**TASKS TO PERFORM**
• 1. Rewrite the passage on postcolonial travel writing from "K. Bhabha’s focus" up to and including "(Said 1984, 226-247).", replacing "interstitial locations" with "in-between spaces".
• 2. In the passage on postcolonial travel writing, where is travel said to occur in the quotation from Thieme?
• 3. Continue the passage on postcolonial travel writing from where it stops.

**DOCUMENT EXTRACT**
A migrant writer always uses ‘travel’ as an effective tool to search for the truths – truths behind his social, historical, and cultural roots. John Thieme in Postcolonial Studies: The Essential Glossary says, “Postcolonial theory has generally viewed travel in a different light, seeing it as an activity which, since it occurs in the liminal space between cultures, opens up possibilities for cultural interchange in an ambivalent environment” (Thieme 2003, 264). By putting massive interest in travel narratives as a separate genre, the postcolonial readers view the development of postcolonial studies with such recognition that “… border spaces are the locations where new cultural formations come into being” (ibid., 263). Homi

K. Bhabha’s focus on interstitial locations and migrant subjectivity, as revealed in his Location of Culture (Bhabha 1994), is nothing but a co-relative to the function of travel writing as a discourse that puts the monocultural versions of identity to question. Therefore, travel narratives, with their axiomatic change in the role of narration in the postcolonial set-up, have inevitably challenged the older concepts of “home” and fixed positionality as something “stable and discrete” in reference to quite contemporary ideas like “borderland” places and transnational discourses (Said 1984, 226-247).

**DATASET EXTRACT**

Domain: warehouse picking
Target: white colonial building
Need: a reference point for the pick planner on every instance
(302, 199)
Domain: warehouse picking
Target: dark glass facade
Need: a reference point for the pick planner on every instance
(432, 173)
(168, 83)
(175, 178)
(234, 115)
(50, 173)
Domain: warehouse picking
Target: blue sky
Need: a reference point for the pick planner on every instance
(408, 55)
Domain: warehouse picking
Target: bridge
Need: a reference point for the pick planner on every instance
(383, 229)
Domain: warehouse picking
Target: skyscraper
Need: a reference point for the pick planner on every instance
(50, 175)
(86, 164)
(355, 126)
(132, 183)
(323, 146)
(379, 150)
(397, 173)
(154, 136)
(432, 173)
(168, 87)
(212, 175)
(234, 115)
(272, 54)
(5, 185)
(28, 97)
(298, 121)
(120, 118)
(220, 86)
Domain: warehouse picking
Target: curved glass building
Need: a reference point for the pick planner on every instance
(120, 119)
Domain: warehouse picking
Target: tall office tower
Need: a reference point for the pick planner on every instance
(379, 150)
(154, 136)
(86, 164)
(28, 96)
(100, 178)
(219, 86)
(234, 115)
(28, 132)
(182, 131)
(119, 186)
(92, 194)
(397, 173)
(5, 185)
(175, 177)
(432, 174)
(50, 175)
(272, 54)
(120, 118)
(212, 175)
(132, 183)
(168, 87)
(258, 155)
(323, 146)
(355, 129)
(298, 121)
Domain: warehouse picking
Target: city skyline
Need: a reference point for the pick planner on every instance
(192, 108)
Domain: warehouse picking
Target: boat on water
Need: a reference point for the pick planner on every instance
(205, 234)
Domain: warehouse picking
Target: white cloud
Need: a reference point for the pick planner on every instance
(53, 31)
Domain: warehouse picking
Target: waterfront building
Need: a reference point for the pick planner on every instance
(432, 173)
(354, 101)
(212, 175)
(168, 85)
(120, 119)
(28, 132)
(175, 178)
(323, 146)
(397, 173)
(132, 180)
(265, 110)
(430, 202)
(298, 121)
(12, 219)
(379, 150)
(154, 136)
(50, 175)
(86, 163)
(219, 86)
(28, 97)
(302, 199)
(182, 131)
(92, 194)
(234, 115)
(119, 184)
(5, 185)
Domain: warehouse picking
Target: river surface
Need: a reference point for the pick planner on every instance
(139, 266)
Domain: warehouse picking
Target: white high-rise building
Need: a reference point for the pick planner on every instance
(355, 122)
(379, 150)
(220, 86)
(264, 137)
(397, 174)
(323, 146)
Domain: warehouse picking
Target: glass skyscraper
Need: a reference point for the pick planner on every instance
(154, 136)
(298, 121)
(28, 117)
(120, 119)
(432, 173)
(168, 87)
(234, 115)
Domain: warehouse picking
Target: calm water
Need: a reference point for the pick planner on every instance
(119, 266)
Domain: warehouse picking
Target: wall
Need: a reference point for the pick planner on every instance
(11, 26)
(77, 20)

**ANSWERS BY TASK**
• 1.
K. Bhabha’s focus on in-between spaces and migrant subjectivity, as revealed in his Location of Culture (Bhabha 1994), is nothing but a co-relative to the function of travel writing as a discourse that puts the monocultural versions of identity to question. Therefore, travel narratives, with their axiomatic change in the role of narration in the postcolonial set-up, have inevitably challenged the older concepts of “home” and fixed positionality as something “stable and discrete” in reference to quite contemporary ideas like “borderland” places and transnational discourses (Said 1984, 226-247).

• 2. In the liminal space between cultures.

• 3.
Naipaul’s Diasporic Approach Towards India

V.S. Naipaul is such a diasporic writer that wherever he travels in India, he is able to identify with the host culture and is inclined to use its standards and criteria for his assessments. If he fails to do so anywhere, his vision becomes blurred, as it happens in the case of his 1962 visit to India. Naipaul discovers that the world that his predecessors, Joseph Conrad and E.M. Forster, had explored is one he must enter again. But he must do it differently – as a colonial travelling and writing among the colonials, Naipaul realises that he should have a clear idea about his own colonial past; otherwise, it is for him to go nowhere. A migrant must have a clear idea about his or her roots first. And this realisation brings together the person and the writer. Naipaul’s effort to explore his own past works behind the contemplation of his travels to India. His diasporic responses to India provoke a lot of adverse criticism from different quarters all over the world. It is a truth most significantly pointed out by Herald Leusmann:

Naipaul is a traveller, a cosmopolitan with a, historically speaking, universal philosophy, a specialist when it comes to describe societal changes and intolerance, chauvinism, fanaticism and religious fundamentalism, decline, defeat, failure, and disgrace, but also the minimum hope for the remnants of a culture’s pride and self-respect. (Leusmann 2003, 57)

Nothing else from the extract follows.